* **Kutipan Pilihan**
● ● ● ●

Tajdida

Cara Menjadi Moderat di Bulan Suci Ramadhan

3 Mins read

Moderasi Beragama

Wacana moderasi beragama semakin hari menjadi ikonik di tengah-tengah umat Islam. Moderasi menjadi pilihan mutakhir untuk menangkal berbagai macam isu intoleransi, ekstremis (ghulluw), dan sikap berlebih-lebihan dalam beragama di antara keadaan umat yang beragam.

Ahmad Najib Burhani (Moderasi Beragama) mengatakan bahwa menjadi moderat bukan berati agama Islam yang harus dimoderatkan, tetapi justru pemahaman kita terhadap agama Islam yang harus menjadi moderat.

● ● ● ●

* **Cuplikan Baris**

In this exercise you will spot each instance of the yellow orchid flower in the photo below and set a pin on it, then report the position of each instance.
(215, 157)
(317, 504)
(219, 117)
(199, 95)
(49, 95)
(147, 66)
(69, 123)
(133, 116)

● ● ● ●

* **Ketentuan**
Cetaklah bagian teks tentang moderasi beragama di bulan Ramadhan, dimulai dari "Ahmad Najib Burhani" dan berakhir pada "harus menjadi moderat.", tanpa mengubah satu kata pun.

* **Jawaban**
Ahmad Najib Burhani (Moderasi Beragama) mengatakan bahwa menjadi moderat bukan berati agama Islam yang harus dimoderatkan, tetapi justru pemahaman kita terhadap agama Islam yang harus menjadi moderat.